• **Objective**
Reproduce the whole passage on JWS and JWT below word for word, with no changes.

• **Page extract**
JWS is simply a format that contains a signature for an _arbitrary_ (that is,
not _always_ JWT) payload. See the "typ" header in the JWS RFC (in fact, see
the entire RFC)[1]; were a JWS always a JWT, we would have no need for "typ".
In fact, the RFC for JWS never mentions JWT in the normative parts of the
standard — it is only ever mentioned during examples, since JWT is perhaps the
primary consumer of the JWS standard. It calls this out, explicitly:

> _While the first three examples all represent JSON Web Tokens (JWTs) [JWT],
> the payload can be any octet sequence_

JWT is the concrete thing in that it is a JSON document encoding a set of
claims, and comes either signed (wrapped in a JWS) or encrypted (wrapped in a
JWE). JWT's RFC[2] states this fairly directly:

> _The claims in a JWT are encoded as a JSON object that is used as the
> payload of a JSON Web Signature (JWS) structure or as the plaintext of a
> JSON Web Encryption (JWE) structure_

While I see what you're getting at with "JWT is an abstract concept" — that
you need to wrap a JWT inside a JWS or a JWE — that does not mean that _all_
JWSs are JWTs, and while the text can certainly be interpreted as "you must
wrap a JWT in either a JWS or a JWE", I feel it toes the line too close to
"all JWS's are JWTS", particularly at, "A signed JWT is known as a JWS".
Having a JWS doesn't imply that it is a JWT; for example, the ACME protocol
uses JWS, but not JWT. The distinction here is subtle, but important, I
feel.[3]

> _HMAC is not recommended - as it will be symmetric key. In fact you will
> find more details in the above link..._

Not recommended by who? For what reasons?

• **Data provided**
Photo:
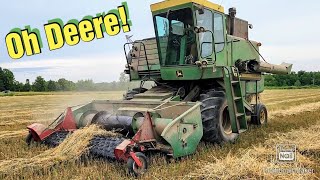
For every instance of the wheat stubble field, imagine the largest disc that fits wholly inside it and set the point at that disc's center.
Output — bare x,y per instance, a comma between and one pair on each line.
294,118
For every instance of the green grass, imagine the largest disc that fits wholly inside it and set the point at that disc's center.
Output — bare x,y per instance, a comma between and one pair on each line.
160,168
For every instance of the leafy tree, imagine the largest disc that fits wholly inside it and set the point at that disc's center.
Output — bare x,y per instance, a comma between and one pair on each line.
66,85
18,86
39,85
2,87
51,86
8,79
27,86
85,85
297,83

• **Solved exercise**
JWS is simply a format that contains a signature for an _arbitrary_ (that is,
not _always_ JWT) payload. See the "typ" header in the JWS RFC (in fact, see
the entire RFC)[1]; were a JWS always a JWT, we would have no need for "typ".
In fact, the RFC for JWS never mentions JWT in the normative parts of the
standard — it is only ever mentioned during examples, since JWT is perhaps the
primary consumer of the JWS standard. It calls this out, explicitly:

> _While the first three examples all represent JSON Web Tokens (JWTs) [JWT],
> the payload can be any octet sequence_

JWT is the concrete thing in that it is a JSON document encoding a set of
claims, and comes either signed (wrapped in a JWS) or encrypted (wrapped in a
JWE). JWT's RFC[2] states this fairly directly:

> _The claims in a JWT are encoded as a JSON object that is used as the
> payload of a JSON Web Signature (JWS) structure or as the plaintext of a
> JSON Web Encryption (JWE) structure_

While I see what you're getting at with "JWT is an abstract concept" — that
you need to wrap a JWT inside a JWS or a JWE — that does not mean that _all_
JWSs are JWTs, and while the text can certainly be interpreted as "you must
wrap a JWT in either a JWS or a JWE", I feel it toes the line too close to
"all JWS's are JWTS", particularly at, "A signed JWT is known as a JWS".
Having a JWS doesn't imply that it is a JWT; for example, the ACME protocol
uses JWS, but not JWT. The distinction here is subtle, but important, I
feel.[3]

> _HMAC is not recommended - as it will be symmetric key. In fact you will
> find more details in the above link..._

Not recommended by who? For what reasons?